### [Input rows]
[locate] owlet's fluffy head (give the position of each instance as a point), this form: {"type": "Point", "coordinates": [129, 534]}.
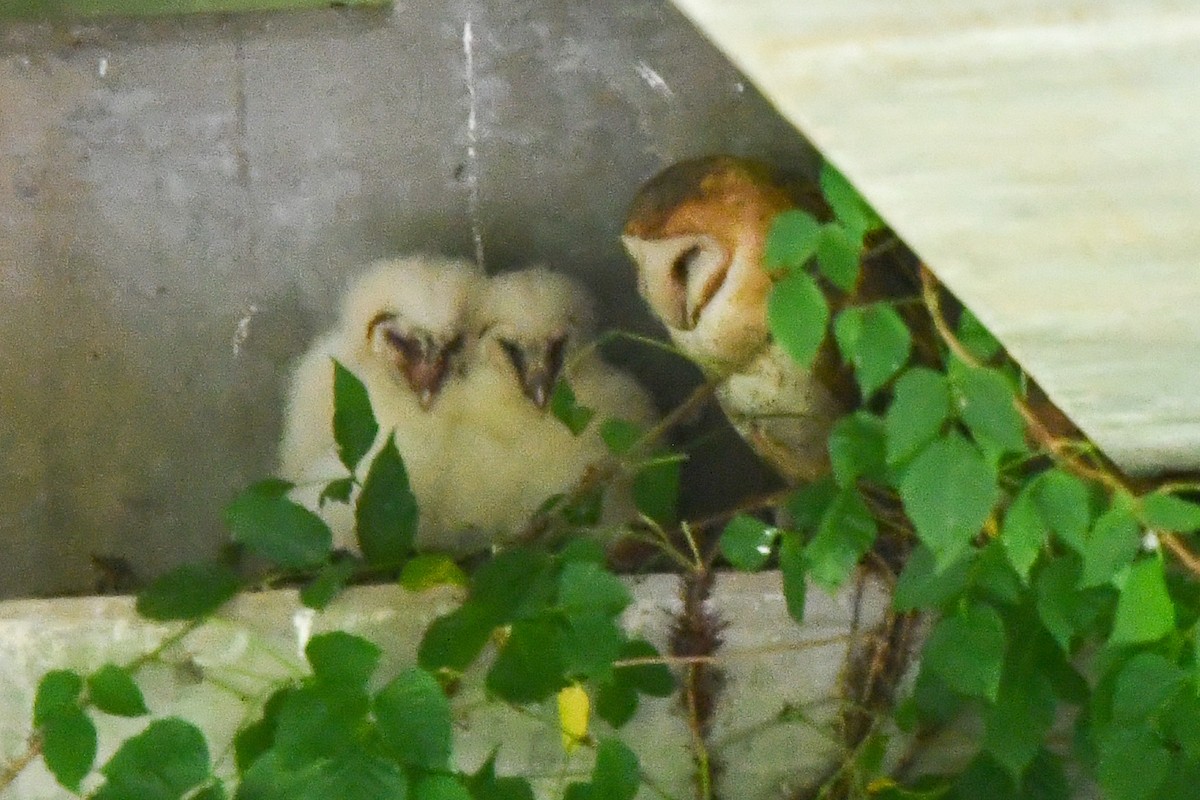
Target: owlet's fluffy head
==
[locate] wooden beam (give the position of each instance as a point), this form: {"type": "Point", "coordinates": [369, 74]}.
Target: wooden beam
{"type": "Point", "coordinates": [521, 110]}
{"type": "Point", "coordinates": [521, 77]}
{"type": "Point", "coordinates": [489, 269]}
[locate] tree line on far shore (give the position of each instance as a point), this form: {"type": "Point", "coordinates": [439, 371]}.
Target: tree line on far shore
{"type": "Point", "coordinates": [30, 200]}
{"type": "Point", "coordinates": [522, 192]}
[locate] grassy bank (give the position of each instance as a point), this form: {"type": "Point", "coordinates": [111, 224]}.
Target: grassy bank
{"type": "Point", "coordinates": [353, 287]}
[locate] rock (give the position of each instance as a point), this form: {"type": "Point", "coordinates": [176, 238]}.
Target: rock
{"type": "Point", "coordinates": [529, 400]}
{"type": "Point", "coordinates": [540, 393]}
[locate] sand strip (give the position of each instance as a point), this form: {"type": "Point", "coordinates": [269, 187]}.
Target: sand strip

### [Work to complete]
Copy the lines of the listing word for word, beginning at the line that contains "[locate] sand strip" and stopping after the line that contains "Target: sand strip".

### [Output of the task]
[locate] sand strip (give the position of each instance as a point), this form: {"type": "Point", "coordinates": [269, 187]}.
Target: sand strip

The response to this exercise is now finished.